▸ **Yapılacak iş**: Gülen'e verilen devlet korumasıyla ilgili köşe yazısını, gösterilen son cümleden sonrasıyla sürdürür müsün?

▸ **Kaynak metin**:
%%
Dün bu sütunda yayınladığım "Tantan'dan Gülen'e Devlet Koruması" başlıklı yazımla ilgili olarak Yurt Partisi Genel Merkezi'nden e-posta yoluyla bir açıklama geldi..
Yurt Partisi'nin maaşlı elemanı olduğunu tahmin ettiğim Mehtap Sırmagül adlı bir kişinin mail adresinden gelen ve Sadettin Tantan'ın ağzından yapılan açıklamayı aynen yayınlıyorum:
YURT PARTİSİ GENEL BAŞKANI SADETTİN TANTAN: KORUMA YALANINI KİMLERİN GÜNDEME GETİRTTİĞİNİ BİLİYORUM, FETÖ’YLE VE KRİPTO FETÖ’CÜLERLE MÜCADELEM HEP SÜRECEKTİR
Bugün gazetenizde Ömer Alpdoğan’ın köşesinde (http://www.cukurovabarisgazetesi.net/yazar/tantandan-gulene-devlet-korumasi-1678.html) defalarca yalanladığım ve kripto FETÖ’cülerin her gün ısıtıp ısıtıp kamuoyu gündemine getirdiği koruma yalanıyla ilgili bir kez daha anlamanız için şu açıklamayı yapıyorum: "Göreve geldiğimde baktım Fetullah Gülen'e ABD'de koruma verilmiş. Bakan olunca bir yıl uzatma yazısı önüme geldi. Hemen iptal ettim.
%%
▸ **Veri listesi**:
%%
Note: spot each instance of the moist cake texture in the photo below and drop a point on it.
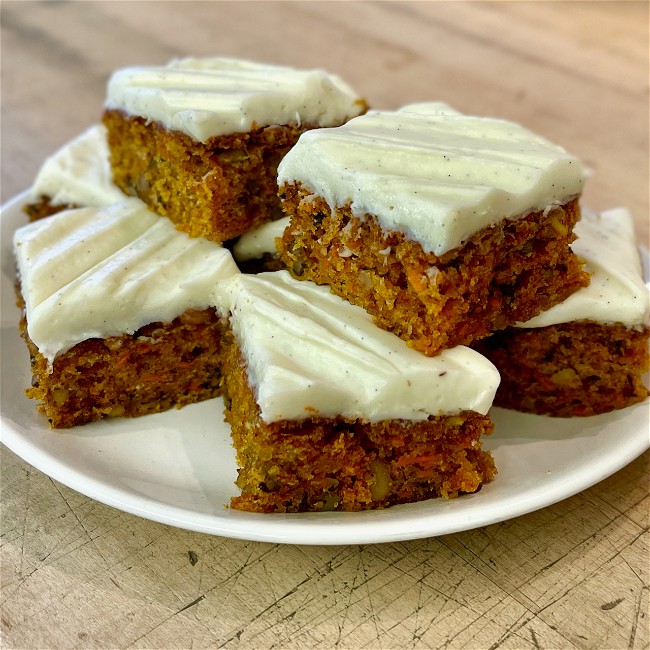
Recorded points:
(77, 175)
(118, 313)
(587, 355)
(199, 140)
(444, 227)
(328, 412)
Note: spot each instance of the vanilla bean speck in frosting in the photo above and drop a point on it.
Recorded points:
(616, 292)
(433, 173)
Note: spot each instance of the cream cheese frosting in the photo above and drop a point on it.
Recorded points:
(257, 242)
(205, 98)
(100, 272)
(616, 292)
(433, 173)
(310, 353)
(79, 173)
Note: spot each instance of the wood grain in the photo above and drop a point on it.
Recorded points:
(79, 574)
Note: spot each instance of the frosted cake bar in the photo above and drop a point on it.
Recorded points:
(199, 140)
(444, 227)
(328, 412)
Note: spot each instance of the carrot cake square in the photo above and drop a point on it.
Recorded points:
(199, 140)
(587, 355)
(118, 313)
(329, 412)
(443, 226)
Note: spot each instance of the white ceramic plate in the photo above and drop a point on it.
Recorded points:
(179, 467)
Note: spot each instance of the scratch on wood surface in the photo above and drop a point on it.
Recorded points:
(194, 602)
(612, 604)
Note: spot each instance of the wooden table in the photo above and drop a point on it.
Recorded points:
(76, 573)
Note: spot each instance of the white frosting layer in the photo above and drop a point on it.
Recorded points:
(311, 353)
(616, 292)
(100, 272)
(432, 173)
(255, 243)
(218, 96)
(79, 173)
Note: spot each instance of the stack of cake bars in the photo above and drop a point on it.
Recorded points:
(394, 273)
%%
▸ **Alıştırma yanıtı**:
Bir aylık uzatma süresi vererek, korumanın dönüşünü sağladım.”
GERÇEK ŞU:
"Göreve geldiğimde baktım Fetullah Gülen'e ABD'de koruma verilmiş. Bakan olunca bir yıl uzatma yazısı önüme geldi. Hemen iptal ettim. Bir aylık uzatma süresi vererek, korumanın dönüşünü sağladım. Benden önce verilmişti, ben iptal ettirdim. Kayıtlarda Gülen'in 1996 yılında 'İBDA-C beni tehdit ediyor' diye dilekçe verdiği ve kendisine koruma tahsis edilmesini istediği yer alıyor.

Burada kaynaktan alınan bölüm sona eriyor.